Short problem: Reproduce all of the records, switching every occurrence of "per instance" to "for each instance" and leaving everything else unchanged.

Dataset:
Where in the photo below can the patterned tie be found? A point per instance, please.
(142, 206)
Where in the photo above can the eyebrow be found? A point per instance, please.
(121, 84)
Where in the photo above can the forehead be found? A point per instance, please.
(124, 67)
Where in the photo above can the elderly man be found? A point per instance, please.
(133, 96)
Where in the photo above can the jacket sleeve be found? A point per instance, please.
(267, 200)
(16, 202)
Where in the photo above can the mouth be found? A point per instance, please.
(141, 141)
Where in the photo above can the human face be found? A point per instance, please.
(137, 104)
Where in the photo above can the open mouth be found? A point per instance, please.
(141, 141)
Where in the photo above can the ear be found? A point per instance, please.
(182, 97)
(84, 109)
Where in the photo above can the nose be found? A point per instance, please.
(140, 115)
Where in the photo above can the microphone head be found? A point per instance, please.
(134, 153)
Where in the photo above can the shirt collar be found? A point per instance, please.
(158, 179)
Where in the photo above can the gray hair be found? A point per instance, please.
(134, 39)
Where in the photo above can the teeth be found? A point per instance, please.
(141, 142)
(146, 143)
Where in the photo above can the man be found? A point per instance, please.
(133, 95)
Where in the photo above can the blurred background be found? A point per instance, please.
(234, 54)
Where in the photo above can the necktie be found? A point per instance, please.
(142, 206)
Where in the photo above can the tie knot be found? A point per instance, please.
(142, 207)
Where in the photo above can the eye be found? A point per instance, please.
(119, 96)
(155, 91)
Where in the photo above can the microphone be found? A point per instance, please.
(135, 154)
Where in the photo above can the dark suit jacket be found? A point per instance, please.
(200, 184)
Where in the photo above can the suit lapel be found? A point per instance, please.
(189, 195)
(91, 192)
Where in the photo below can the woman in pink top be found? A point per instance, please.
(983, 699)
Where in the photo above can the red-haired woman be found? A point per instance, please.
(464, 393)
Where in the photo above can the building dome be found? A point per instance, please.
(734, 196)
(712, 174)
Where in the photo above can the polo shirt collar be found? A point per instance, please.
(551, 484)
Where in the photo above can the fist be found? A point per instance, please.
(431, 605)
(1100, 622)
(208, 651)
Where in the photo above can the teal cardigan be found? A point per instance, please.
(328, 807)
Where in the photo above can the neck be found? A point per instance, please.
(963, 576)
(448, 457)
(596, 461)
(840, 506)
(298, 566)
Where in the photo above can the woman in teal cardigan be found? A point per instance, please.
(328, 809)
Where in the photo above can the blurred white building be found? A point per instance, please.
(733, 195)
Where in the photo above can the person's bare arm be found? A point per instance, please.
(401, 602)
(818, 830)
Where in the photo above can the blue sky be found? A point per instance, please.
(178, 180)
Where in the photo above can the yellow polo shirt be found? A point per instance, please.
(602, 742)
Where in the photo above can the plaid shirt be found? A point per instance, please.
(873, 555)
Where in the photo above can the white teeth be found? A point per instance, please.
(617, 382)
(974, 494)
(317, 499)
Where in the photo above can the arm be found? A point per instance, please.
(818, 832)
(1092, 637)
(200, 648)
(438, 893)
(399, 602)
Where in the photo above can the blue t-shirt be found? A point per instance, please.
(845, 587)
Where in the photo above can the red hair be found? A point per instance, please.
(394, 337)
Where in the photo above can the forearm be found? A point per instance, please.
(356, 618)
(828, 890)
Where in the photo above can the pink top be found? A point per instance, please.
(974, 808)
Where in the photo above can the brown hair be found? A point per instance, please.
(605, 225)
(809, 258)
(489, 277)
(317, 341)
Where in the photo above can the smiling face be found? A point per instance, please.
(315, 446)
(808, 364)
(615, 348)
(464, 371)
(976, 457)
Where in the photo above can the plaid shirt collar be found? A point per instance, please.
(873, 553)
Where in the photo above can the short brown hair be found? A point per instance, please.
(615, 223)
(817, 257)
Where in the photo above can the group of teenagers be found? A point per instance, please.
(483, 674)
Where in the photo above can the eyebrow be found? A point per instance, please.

Response to the task:
Where in the photo below can the patterned tie be found? A point for each instance, please.
(142, 206)
Where in the photo above can the eyebrow be found? A point for each instance, please.
(121, 84)
Where in the photo above can the forehead be found? A point for each instance, please.
(124, 67)
Where in the photo above can the elderly man be found? A point for each instance, please.
(133, 96)
Where in the photo above can the jacket sleeve be found? A point for each instance, please.
(267, 200)
(16, 202)
Where in the photo above can the mouth be found? A point for each instance, please.
(141, 141)
Where in the photo above can the human face be found? A point for each instance, please.
(137, 104)
Where in the photo above can the open mouth be found? A point for each instance, please.
(141, 141)
Where in the photo above can the ear be found? A point for each instance, please.
(182, 97)
(84, 109)
Where in the photo above can the nose be found? A point for each instance, please.
(140, 115)
Where in the photo above can the microphone head be found? A point for each instance, please.
(134, 153)
Where in the photo above can the shirt collar be found? A point for each instance, please.
(158, 179)
Where in the photo above can the gray hair be found? A point for each instance, please.
(134, 39)
Where in the photo above can the teeth be found? A point for each instance, please.
(141, 142)
(146, 143)
Where in the photo above can the man be found? A point for each instance, please.
(133, 95)
Where in the photo above can the blurred background be found? A point for each instance, please.
(234, 54)
Where in the photo above can the necktie be found? A point for each instance, please.
(142, 206)
Where in the photo above can the tie knot be found? A point for each instance, please.
(142, 207)
Where in the photo above can the eye be found? A point for each instance, please.
(119, 96)
(155, 91)
Where in the photo above can the microphone be found? A point for each instance, please.
(135, 154)
Where in the photo above can the dark suit jacket be found? A point for each instance, please.
(200, 184)
Where in the photo above can the suit lapel be found? A point for each instance, please.
(189, 195)
(91, 192)
Where in the photo below can the woman in pink top be found? A point for each instance, please.
(983, 699)
Where in the photo above can the red-haired woman be found? A point for each instance, please.
(464, 393)
Where in the photo above can the building dome be found? A point for each instance, please.
(734, 196)
(712, 174)
Where in the photo above can the polo shirt collar be found? A point for each instance, please.
(551, 484)
Where in the photo above can the fist be found? A point for each instance, please.
(431, 605)
(1100, 622)
(208, 651)
Where in the photo above can the teal cardigan be found? A point for each instance, please.
(328, 807)
Where in the photo above can the neck be found? A point for each instance, please.
(963, 576)
(448, 457)
(596, 461)
(840, 506)
(298, 566)
Where in the photo above can the woman in teal cardigan be found? A point for each instance, please.
(328, 809)
Where in the photo above can the blurred white building be found? A point for each instance, please.
(733, 195)
Where in the photo above can the person's bare arm be found? A point for each instance, please.
(401, 602)
(818, 830)
Where in the photo above can the blue sky be found? A point for each instance, please.
(178, 180)
Where in the photo above can the yellow polo shirt be found? A point for each instance, please.
(602, 742)
Where in the photo above can the plaid shirt be found? A point for each instance, please.
(873, 555)
Where in the photo above can the white teeth be found? A point for each instance, please.
(617, 382)
(974, 494)
(317, 499)
Where in the photo above can the arm be found? A point for each instance, please.
(818, 832)
(1092, 637)
(200, 648)
(438, 893)
(399, 602)
Where in the photo above can the blue t-shirt be found? A point for each instance, please.
(845, 587)
Where in the photo above can the red hair be found? A point for each instance, please.
(394, 337)
Where in the photo above can the forearm be found? A point for each instance, please.
(356, 618)
(828, 890)
Where in the photo above can the pink top be found? A point for each instance, please.
(974, 808)
Where in the photo above can the brown hair be found? A point for each instance, please.
(605, 225)
(809, 258)
(489, 277)
(317, 341)
Where in the photo above can the smiling face be found? A point for each instance, please.
(315, 446)
(808, 364)
(615, 348)
(464, 371)
(976, 457)
Where in the photo above can the plaid shirt collar be found? A point for each instance, please.
(873, 553)
Where in the photo above can the short brown hair be found? A point for each instance, please.
(615, 223)
(817, 257)
Where in the photo above can the group of teenagers be found? A point for each instance, please.
(483, 674)
Where in the photo above can the eyebrow be found? A point for each instance, please.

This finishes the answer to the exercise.